Extracted text:
▶

# My new Anonimo Millemetri



## crusz (Nov 22, 2007)

Picked up my Anonimo Millemetri, and you still can't get the stupid smile off my face..
My idea was to only wear it on special occasions, since this is by far my best watch. Well I wore it out of the AD 36hrs ago and I don't think it's ever going to come off my wrist;-).
As per Steven's instructions I included some pics:-d.

My thanks to Nick Hacko and family for their advice and help.

Crusz


----------



## predapio (Dec 19, 2006)

Very nice, looks great. Wear it in great health...|>|>
Steven


----------



## Ano (Nov 23, 2007)

Congratulations it looks great, sits well on your wrist and should never be taken off, at least for the first week or 2 or 3 or 4, great photos thanks Ano


----------



## Willith (Aug 6, 2007)

Very nice! b-) It sounds like you're really enjoying your new Anonimo and it looks great on your wrist. :-! Wear it well and thanks for sharing the wrist shots.


----------



## uspopo (May 21, 2007)

Congrats and wear it in the best of health. Stan


----------



## rob_502 (Sep 18, 2007)

Nice, don't take it off! Watches are meant to be worn and not be put in a box


----------



## seanuk (Feb 11, 2006)

congrats they are good work horses i have mine on as my daily watch

btw check out the braclets nice weight ...:-!

mine is a keeper


----------



## scottw44 (Aug 16, 2006)

You should wear it until you can't stop wearing it, which will take a while. Enjoy the moment!


----------



## crusz (Nov 22, 2007)

Thank you all .. Seanuk, the bracelet looks great.


----------



## jadamo (Aug 7, 2006)

it's a beauty my friend--wear in good health
john


----------



## GregVDS (Nov 28, 2007)

Hi,

congratulations!

I'm surely not an expert, but I compared the pictures of your millemetri with those of the official website. There are some variations between both. Are these due to different batch of productions, or all the millemetri throughout the years are identical?

Here I see the 1 and 2 of the 12 hours are more spaced on yours than on the anonimo website. The hands are silver on yours, and black on the anonimo website.

Please, someone can confirm to me this is normal?

To be absolutely sincere, I fear a fake or replica here. I hope you did not pay full price for this or hope I'm wrong and this is absolutely a genuine one.

All the very best,

Greg


----------



## crusz (Nov 22, 2007)

Hi Greg,

Well after that little scare:-(....

I bought it from an authorised and reputed Anonimo dealer (only a few here in Australia). Brand new in the box with papers. I'm also seeing Igor from 'Anonimo Australia', so will get their opinion just to alay any fears. I'm confident I have the genuine article.

◀

(Segmentation dataset records)
▶

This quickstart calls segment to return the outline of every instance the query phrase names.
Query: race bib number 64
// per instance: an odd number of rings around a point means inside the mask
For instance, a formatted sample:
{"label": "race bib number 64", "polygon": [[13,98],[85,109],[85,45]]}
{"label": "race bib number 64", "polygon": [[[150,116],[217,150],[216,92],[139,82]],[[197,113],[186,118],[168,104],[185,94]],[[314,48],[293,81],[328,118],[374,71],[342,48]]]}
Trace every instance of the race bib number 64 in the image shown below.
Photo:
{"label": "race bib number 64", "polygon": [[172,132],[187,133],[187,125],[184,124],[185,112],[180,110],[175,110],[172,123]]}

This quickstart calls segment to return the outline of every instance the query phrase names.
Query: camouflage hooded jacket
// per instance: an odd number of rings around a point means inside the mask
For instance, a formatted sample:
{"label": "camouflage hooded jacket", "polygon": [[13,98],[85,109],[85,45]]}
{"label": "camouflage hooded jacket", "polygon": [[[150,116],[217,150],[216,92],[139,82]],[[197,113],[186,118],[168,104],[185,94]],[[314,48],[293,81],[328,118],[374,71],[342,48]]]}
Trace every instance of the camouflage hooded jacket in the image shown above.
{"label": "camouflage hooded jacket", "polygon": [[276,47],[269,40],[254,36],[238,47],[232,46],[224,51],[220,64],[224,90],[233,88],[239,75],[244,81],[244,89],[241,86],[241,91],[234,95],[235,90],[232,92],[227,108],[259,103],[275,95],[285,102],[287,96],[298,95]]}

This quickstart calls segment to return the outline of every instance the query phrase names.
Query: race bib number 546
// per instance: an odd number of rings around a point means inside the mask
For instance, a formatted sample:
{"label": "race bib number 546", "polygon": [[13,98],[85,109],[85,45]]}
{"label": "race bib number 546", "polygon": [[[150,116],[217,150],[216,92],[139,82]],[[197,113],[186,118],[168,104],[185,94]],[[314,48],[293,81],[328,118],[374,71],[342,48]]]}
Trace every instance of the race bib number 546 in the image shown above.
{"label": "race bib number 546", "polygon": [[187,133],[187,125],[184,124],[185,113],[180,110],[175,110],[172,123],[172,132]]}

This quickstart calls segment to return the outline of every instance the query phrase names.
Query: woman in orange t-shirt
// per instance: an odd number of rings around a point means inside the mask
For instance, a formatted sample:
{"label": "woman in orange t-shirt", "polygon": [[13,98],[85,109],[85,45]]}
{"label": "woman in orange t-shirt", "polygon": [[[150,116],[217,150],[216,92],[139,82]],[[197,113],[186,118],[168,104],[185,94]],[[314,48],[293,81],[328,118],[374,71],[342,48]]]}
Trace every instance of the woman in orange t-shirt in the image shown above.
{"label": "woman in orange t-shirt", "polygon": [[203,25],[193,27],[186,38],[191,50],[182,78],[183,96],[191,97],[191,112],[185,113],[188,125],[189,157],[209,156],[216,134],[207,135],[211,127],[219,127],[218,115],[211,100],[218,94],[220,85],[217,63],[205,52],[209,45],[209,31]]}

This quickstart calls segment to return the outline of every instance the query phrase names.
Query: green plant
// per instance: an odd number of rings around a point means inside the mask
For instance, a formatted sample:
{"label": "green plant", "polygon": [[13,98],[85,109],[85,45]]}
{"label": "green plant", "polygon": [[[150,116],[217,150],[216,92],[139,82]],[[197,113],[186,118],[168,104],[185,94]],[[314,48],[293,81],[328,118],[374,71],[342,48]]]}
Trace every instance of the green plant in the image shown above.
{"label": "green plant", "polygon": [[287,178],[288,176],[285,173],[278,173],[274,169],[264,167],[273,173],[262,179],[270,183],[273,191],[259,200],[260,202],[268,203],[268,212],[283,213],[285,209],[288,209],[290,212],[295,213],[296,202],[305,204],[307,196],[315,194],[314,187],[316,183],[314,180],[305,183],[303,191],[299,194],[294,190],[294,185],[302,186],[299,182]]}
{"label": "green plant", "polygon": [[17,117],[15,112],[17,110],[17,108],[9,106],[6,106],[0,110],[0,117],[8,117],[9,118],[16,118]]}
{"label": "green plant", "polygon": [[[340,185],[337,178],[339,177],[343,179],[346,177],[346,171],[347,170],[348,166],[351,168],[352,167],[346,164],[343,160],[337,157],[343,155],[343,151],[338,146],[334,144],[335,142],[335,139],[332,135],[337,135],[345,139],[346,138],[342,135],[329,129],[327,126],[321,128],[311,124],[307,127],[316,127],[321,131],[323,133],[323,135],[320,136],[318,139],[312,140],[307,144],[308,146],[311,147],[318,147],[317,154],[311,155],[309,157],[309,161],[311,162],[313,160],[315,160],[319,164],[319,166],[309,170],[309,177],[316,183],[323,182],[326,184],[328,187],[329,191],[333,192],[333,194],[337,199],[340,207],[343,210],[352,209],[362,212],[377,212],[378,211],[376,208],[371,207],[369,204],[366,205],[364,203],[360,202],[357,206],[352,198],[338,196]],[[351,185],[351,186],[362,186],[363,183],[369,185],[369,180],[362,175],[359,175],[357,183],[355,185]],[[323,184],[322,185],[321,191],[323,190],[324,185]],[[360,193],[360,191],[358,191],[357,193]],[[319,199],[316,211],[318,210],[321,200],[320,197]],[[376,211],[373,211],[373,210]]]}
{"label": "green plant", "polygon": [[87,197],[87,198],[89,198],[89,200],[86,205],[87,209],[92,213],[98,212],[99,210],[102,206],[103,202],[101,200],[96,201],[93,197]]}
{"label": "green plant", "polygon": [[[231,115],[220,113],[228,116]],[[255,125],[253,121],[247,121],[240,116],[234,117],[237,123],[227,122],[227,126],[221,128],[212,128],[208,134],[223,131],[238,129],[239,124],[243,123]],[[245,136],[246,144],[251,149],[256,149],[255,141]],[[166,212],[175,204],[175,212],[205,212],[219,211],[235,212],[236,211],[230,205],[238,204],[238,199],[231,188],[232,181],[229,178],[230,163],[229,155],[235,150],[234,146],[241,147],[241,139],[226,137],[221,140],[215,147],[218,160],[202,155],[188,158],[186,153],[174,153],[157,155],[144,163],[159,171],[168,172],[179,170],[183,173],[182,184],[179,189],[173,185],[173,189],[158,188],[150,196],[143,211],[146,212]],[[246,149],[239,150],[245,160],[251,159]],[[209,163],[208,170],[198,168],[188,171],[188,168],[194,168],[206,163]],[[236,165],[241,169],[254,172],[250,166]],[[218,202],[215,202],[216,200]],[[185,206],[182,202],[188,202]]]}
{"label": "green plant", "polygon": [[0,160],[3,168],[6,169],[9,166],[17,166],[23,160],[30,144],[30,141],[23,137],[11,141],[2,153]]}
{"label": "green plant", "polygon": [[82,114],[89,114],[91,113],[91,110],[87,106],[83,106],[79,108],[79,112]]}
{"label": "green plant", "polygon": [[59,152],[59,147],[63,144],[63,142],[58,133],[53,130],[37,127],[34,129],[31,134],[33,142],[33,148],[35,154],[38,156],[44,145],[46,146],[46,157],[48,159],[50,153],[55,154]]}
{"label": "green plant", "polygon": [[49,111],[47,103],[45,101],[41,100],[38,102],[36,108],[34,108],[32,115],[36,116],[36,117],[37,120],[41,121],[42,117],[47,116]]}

◀

Stated problem 1: From the watch forum thread, extract the passage starting with "# My new Anonimo" and going on through "included some pics:-d.".
Stated problem 2: According to the watch forum thread, what kind of seller did crusz buy the Millemetri from?
Stated problem 3: Decide whether each statement agrees with the watch forum thread, answering yes or no and quoting the words that settle it: (a) crusz first intended to wear the watch only on special occasions. (b) GregVDS said the hands shown on the Anonimo website are silver. (c) seanuk wears his own as a daily watch.

Complete response 1:
# My new Anonimo Millemetri



## crusz (Nov 22, 2007)

Picked up my Anonimo Millemetri, and you still can't get the stupid smile off my face..
My idea was to only wear it on special occasions, since this is by far my best watch. Well I wore it out of the AD 36hrs ago and I don't think it's ever going to come off my wrist;-).
As per Steven's instructions I included some pics:-d.

Complete response 2: An authorised and reputed Anonimo dealer.

Complete response 3:
(a) Yes: "My idea was to only wear it on special occasions"
(b) No: "The hands are silver on yours, and black on the anonimo website."
(c) Yes: "i have mine on as my daily watch"